• Excerpt provided:
Content starts

Co-Authored-By: Claude Opus 4.6 (1M context) <noreply@anthropic.com>
---
 ...2026-04-01-voice-discovery-pivot-design.md | 144 ++++++++++++++++++
 1 file changed, 144 insertions(+)
 create mode 100644 docs/superpowers/specs/2026-04-01-voice-discovery-pivot-design.md

diff --git a/docs/superpowers/specs/2026-04-01-voice-discovery-pivot-design.md b/docs/superpowers/specs/2026-04-01-voice-discovery-pivot-design.md
new file mode 100644
index 0000000..d4d8980
--- /dev/null
+++ b/docs/superpowers/specs/2026-04-01-voice-discovery-pivot-design.md
@@ -0,0 +1,144 @@
+# Voice Discovery Mode — Design Spec
+
+## Overview
+
+Pivot the voice mode from a "faster way to fill out the configurator" into a standalone consultative discovery experience. Exploratory users — people who don't yet know exactly what they need — get a warm, conversational entry point separate from the typed configurator. The conversation is free-flowing and consultant-like, structured data is captured silently, and the user receives a personalized brief at the end.
+
+## Entry Point & Framing
+
+### Placement
+
+A new standalone section on the landing page, positioned after the services or process section — wherever the natural "I'm interested but not sure" moment occurs. Completely decoupled from the configurator.
+
+### Copy Direction
+
+- **Headline:** Warm and inviting — "Not sure where to start?" or "Still figuring out what you need?"
+- **Subtext:** "Tell us what you're thinking and we'll figure it out together. You'll get a personalized brief at the end."
+- **CTA button:** "Let's talk" — styled distinctly from the configurator's CTA.
+- Both EN and FR translations required.
+
+### Behavior
+
+Clicking the CTA scrolls to / reveals the voice conversation panel inline on the page. No route change, no modal. The panel expands in place, keeping the user grounded in the site context.

Content ends

Image-backed grounding data
Content starts

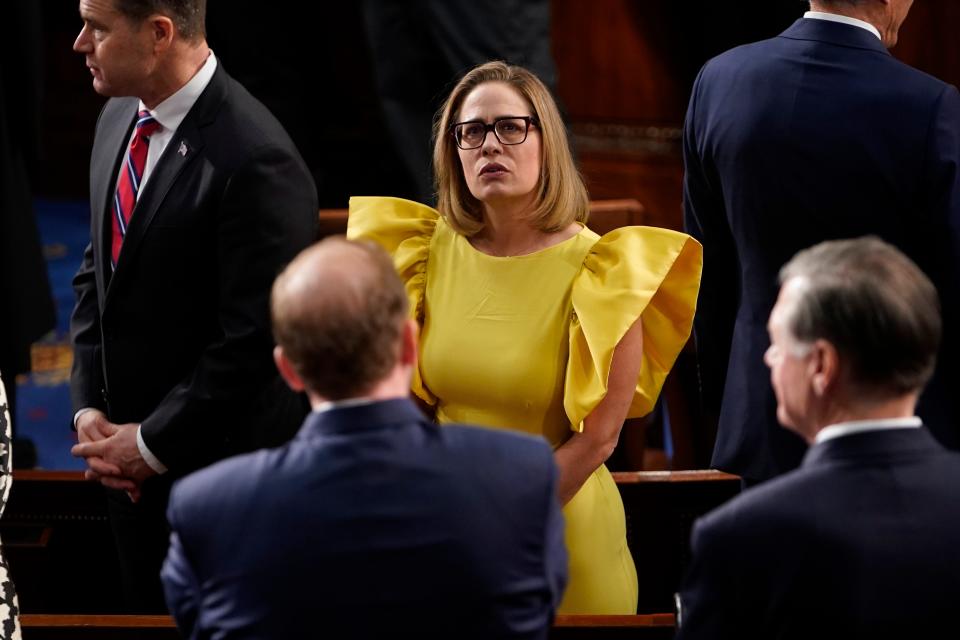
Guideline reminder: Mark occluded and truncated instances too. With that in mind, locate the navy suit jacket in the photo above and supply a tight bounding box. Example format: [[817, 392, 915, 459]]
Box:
[[71, 64, 317, 475], [678, 428, 960, 640], [684, 19, 960, 480], [162, 399, 567, 638]]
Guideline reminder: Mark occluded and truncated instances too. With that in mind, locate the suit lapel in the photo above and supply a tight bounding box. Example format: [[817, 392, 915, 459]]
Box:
[[90, 98, 138, 311], [780, 18, 890, 56], [106, 64, 228, 302]]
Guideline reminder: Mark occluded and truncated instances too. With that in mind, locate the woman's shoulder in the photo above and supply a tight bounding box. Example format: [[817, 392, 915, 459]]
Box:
[[347, 196, 440, 253]]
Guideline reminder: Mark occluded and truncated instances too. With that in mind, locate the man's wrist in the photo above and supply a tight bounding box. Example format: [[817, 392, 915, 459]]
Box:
[[137, 424, 167, 473], [73, 407, 99, 431]]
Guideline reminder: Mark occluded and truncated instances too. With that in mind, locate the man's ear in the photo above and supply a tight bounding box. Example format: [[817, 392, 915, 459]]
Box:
[[147, 14, 177, 53], [273, 345, 306, 391], [809, 339, 840, 396], [400, 318, 420, 367]]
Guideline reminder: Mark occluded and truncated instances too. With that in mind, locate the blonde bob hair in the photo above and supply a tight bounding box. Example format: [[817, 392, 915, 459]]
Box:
[[433, 61, 590, 236]]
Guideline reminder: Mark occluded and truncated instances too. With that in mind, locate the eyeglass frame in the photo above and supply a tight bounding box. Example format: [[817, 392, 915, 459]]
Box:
[[450, 116, 540, 151]]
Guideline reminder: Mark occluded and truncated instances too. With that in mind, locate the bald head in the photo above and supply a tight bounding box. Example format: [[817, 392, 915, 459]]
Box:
[[270, 237, 407, 400]]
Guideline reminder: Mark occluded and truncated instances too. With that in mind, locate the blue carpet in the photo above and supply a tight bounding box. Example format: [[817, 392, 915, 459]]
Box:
[[14, 200, 90, 469]]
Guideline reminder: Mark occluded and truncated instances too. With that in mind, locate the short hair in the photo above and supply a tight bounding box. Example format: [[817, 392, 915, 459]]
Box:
[[433, 61, 590, 236], [780, 236, 942, 397], [270, 236, 408, 400], [115, 0, 207, 42]]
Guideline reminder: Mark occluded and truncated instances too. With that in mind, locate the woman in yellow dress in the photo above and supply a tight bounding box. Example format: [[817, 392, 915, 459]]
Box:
[[348, 62, 702, 614]]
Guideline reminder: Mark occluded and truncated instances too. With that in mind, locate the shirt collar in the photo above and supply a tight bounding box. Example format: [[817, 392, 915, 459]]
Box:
[[803, 11, 883, 42], [814, 416, 923, 444], [313, 398, 378, 413], [140, 51, 217, 131]]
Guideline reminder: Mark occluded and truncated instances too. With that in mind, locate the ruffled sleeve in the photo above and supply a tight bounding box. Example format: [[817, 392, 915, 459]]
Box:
[[347, 196, 440, 405], [564, 227, 703, 431]]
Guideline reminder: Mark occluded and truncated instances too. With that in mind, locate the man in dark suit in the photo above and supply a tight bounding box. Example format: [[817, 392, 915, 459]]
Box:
[[71, 0, 317, 611], [678, 237, 960, 640], [162, 238, 567, 638], [684, 0, 960, 484]]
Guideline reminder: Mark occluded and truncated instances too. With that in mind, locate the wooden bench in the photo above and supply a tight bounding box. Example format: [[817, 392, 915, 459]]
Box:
[[20, 613, 674, 640], [613, 470, 740, 613], [0, 471, 740, 614]]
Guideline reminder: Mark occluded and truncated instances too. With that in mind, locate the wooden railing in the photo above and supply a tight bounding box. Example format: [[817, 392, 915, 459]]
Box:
[[0, 471, 740, 614], [20, 613, 675, 640]]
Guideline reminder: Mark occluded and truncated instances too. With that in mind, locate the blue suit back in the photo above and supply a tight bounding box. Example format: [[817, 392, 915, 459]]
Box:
[[684, 19, 960, 480], [163, 400, 566, 638]]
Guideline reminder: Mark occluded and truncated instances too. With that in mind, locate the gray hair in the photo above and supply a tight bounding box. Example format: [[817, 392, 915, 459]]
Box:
[[115, 0, 207, 42], [780, 236, 942, 395]]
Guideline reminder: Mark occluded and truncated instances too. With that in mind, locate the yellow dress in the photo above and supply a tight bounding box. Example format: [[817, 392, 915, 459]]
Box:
[[347, 197, 702, 614]]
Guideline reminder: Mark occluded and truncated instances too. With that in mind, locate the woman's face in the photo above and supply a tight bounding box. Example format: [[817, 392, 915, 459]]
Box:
[[457, 82, 541, 212]]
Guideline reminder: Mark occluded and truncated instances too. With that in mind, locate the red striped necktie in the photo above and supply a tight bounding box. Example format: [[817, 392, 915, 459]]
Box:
[[110, 110, 161, 269]]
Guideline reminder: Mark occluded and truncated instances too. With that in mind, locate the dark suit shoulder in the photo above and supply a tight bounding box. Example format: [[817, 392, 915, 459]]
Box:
[[170, 445, 289, 518], [440, 424, 553, 478], [209, 72, 296, 158]]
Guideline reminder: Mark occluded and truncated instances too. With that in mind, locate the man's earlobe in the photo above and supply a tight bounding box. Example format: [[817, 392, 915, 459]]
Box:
[[273, 345, 306, 392]]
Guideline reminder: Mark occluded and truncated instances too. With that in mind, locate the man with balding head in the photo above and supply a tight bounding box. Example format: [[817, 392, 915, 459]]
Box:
[[678, 238, 960, 640], [684, 0, 960, 484], [162, 238, 566, 638]]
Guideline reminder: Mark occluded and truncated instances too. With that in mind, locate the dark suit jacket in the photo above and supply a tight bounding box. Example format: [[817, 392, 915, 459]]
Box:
[[678, 429, 960, 640], [684, 19, 960, 479], [71, 65, 317, 474], [161, 399, 567, 638]]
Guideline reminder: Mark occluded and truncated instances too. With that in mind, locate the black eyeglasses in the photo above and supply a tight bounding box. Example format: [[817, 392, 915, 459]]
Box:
[[451, 116, 539, 151]]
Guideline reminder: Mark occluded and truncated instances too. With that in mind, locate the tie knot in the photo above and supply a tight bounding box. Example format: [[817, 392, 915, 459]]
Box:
[[136, 109, 160, 138]]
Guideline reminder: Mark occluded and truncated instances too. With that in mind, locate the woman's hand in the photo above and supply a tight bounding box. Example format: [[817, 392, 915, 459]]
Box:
[[555, 318, 643, 505]]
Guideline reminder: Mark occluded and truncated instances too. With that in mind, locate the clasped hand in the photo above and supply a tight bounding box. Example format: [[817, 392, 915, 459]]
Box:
[[70, 409, 156, 502]]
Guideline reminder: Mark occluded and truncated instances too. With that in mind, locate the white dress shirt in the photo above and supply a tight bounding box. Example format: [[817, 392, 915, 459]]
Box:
[[803, 11, 883, 42], [813, 416, 923, 444]]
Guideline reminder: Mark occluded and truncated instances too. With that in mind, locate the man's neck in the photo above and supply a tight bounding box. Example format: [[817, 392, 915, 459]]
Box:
[[307, 366, 411, 411], [808, 393, 918, 442], [138, 40, 210, 109], [810, 2, 883, 41]]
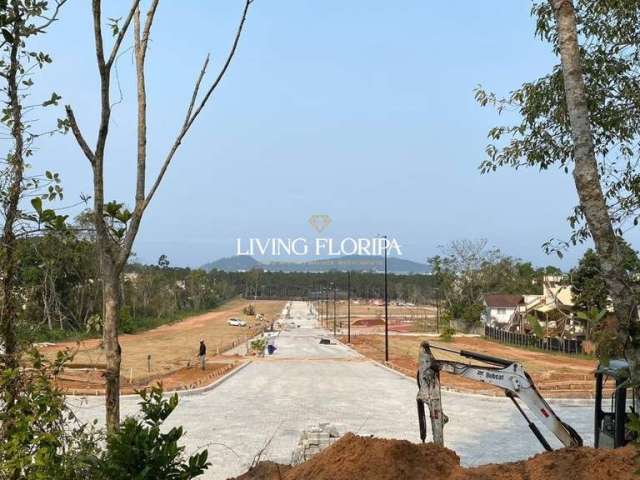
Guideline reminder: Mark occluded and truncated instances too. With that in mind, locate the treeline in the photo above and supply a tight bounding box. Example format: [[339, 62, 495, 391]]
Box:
[[429, 239, 562, 325], [17, 232, 238, 340], [211, 270, 436, 303]]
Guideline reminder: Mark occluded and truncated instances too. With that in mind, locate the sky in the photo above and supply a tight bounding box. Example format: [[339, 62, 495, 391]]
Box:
[[25, 0, 638, 268]]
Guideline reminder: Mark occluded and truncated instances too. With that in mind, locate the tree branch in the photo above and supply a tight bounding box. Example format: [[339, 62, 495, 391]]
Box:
[[144, 0, 253, 209], [106, 0, 141, 69], [64, 105, 96, 166]]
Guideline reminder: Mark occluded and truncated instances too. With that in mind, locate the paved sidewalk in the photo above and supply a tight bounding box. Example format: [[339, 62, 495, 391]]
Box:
[[72, 302, 592, 480]]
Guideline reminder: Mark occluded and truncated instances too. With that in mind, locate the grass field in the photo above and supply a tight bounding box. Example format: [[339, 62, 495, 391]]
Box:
[[342, 335, 596, 398], [319, 300, 436, 333], [42, 299, 285, 388]]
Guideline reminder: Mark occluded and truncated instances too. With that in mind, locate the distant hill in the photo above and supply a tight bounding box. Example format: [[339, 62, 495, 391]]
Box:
[[202, 255, 265, 272], [202, 255, 429, 274]]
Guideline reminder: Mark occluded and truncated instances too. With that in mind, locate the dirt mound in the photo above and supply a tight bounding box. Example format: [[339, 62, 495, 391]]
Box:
[[235, 461, 291, 480], [236, 433, 640, 480]]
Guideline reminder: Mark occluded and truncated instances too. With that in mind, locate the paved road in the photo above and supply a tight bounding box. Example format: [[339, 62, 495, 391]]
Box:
[[72, 302, 592, 480]]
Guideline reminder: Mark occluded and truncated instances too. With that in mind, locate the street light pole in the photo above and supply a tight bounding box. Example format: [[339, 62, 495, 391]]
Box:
[[382, 235, 389, 362], [347, 270, 351, 343], [333, 283, 336, 337]]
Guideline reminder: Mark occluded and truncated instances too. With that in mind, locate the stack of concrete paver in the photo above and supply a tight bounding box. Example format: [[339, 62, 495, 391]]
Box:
[[291, 423, 340, 465]]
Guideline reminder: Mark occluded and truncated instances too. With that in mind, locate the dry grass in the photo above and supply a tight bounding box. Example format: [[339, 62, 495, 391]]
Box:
[[43, 299, 285, 382]]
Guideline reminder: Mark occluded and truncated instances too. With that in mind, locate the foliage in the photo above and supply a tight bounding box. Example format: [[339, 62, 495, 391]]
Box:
[[0, 349, 100, 480], [16, 219, 236, 341], [249, 337, 267, 354], [476, 0, 640, 248], [440, 327, 456, 342], [527, 315, 544, 338], [576, 307, 608, 340], [96, 387, 211, 480]]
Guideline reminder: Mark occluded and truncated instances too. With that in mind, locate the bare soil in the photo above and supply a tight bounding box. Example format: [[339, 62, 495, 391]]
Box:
[[41, 299, 285, 393], [342, 335, 597, 398], [235, 433, 638, 480]]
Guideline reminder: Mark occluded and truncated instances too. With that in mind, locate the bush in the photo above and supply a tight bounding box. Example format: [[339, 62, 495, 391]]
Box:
[[96, 387, 211, 480], [0, 349, 101, 480], [249, 337, 267, 355], [0, 349, 210, 480]]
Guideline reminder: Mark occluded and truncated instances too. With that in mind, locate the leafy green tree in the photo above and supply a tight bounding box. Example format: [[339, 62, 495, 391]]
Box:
[[65, 0, 253, 431], [0, 0, 66, 439], [0, 349, 100, 480], [96, 387, 211, 480]]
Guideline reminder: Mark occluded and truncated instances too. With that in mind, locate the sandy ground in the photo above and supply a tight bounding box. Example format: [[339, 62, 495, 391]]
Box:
[[342, 335, 596, 398], [316, 300, 436, 333], [70, 302, 593, 480], [43, 299, 285, 392]]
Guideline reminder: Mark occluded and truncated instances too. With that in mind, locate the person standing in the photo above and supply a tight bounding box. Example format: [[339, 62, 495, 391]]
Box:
[[198, 338, 207, 370]]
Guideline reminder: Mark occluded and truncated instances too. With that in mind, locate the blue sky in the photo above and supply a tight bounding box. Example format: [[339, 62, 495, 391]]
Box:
[[28, 0, 637, 267]]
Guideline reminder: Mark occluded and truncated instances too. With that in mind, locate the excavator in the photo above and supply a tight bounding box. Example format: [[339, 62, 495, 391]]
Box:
[[416, 341, 640, 451]]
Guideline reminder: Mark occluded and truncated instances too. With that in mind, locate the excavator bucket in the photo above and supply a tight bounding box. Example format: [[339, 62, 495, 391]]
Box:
[[417, 342, 448, 445]]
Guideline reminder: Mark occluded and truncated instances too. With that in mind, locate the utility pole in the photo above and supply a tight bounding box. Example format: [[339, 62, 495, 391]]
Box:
[[382, 235, 389, 362], [333, 283, 336, 337], [347, 270, 351, 343]]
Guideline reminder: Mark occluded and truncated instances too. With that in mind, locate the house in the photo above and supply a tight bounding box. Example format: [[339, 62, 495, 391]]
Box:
[[481, 293, 525, 328]]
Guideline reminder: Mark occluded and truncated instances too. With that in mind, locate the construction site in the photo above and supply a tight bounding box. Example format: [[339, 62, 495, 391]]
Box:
[[58, 301, 637, 480]]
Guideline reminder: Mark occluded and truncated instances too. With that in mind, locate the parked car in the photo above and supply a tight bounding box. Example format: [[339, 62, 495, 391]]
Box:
[[227, 318, 247, 327]]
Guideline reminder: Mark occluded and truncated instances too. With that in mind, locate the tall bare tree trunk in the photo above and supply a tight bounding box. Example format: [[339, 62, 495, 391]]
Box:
[[102, 264, 122, 430], [66, 0, 253, 431], [549, 0, 640, 381]]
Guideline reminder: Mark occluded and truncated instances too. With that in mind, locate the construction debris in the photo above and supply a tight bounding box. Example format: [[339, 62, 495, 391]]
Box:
[[291, 423, 340, 465], [236, 433, 638, 480]]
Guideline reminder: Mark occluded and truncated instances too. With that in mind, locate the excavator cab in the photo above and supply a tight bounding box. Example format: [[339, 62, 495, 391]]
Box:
[[594, 360, 640, 448]]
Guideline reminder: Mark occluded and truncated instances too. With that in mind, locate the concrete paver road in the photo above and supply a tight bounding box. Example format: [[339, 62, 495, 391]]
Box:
[[72, 302, 592, 479]]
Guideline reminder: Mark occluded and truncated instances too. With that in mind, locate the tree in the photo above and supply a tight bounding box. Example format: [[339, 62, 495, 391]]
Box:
[[65, 0, 253, 431], [0, 0, 66, 436], [476, 0, 640, 376]]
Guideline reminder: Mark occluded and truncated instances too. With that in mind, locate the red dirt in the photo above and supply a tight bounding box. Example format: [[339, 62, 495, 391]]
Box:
[[342, 335, 596, 398], [236, 461, 291, 480], [236, 433, 638, 480], [353, 318, 384, 327], [56, 362, 238, 395]]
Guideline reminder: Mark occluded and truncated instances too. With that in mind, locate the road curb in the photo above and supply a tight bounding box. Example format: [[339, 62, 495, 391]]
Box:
[[65, 360, 253, 398], [368, 352, 594, 407], [175, 360, 253, 397]]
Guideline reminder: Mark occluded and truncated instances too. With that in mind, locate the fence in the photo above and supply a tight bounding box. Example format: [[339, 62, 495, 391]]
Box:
[[484, 325, 583, 355]]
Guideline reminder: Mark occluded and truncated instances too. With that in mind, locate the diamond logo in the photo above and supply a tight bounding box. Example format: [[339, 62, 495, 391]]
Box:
[[309, 215, 331, 233]]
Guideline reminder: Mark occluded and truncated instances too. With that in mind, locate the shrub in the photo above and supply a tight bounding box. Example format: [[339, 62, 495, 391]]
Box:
[[96, 387, 211, 480], [0, 349, 101, 480], [440, 327, 456, 342], [249, 337, 267, 354]]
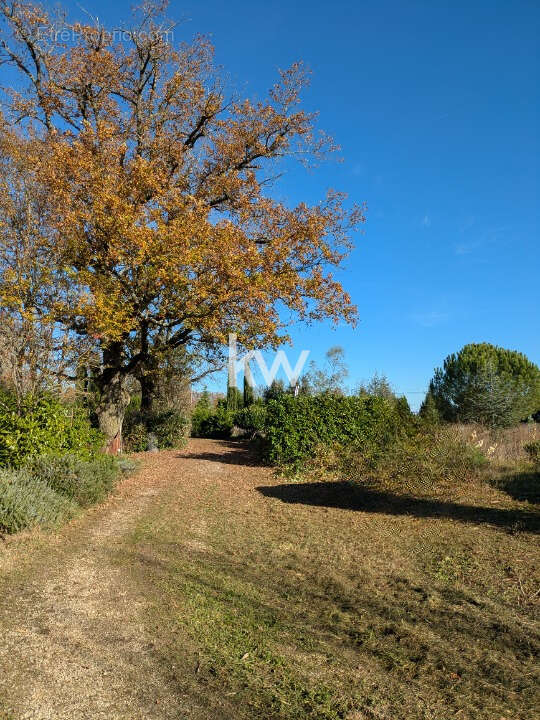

Content ends

Copy the voice discovery design spec from "create mode 100644" to "receives a personalized brief at the end.", swapping "consultative" for "advisory".

create mode 100644 docs/superpowers/specs/2026-04-01-voice-discovery-pivot-design.md

diff --git a/docs/superpowers/specs/2026-04-01-voice-discovery-pivot-design.md b/docs/superpowers/specs/2026-04-01-voice-discovery-pivot-design.md
new file mode 100644
index 0000000..d4d8980
--- /dev/null
+++ b/docs/superpowers/specs/2026-04-01-voice-discovery-pivot-design.md
@@ -0,0 +1,144 @@
+# Voice Discovery Mode — Design Spec
+
+## Overview
+
+Pivot the voice mode from a "faster way to fill out the configurator" into a standalone advisory discovery experience. Exploratory users — people who don't yet know exactly what they need — get a warm, conversational entry point separate from the typed configurator. The conversation is free-flowing and consultant-like, structured data is captured silently, and the user receives a personalized brief at the end.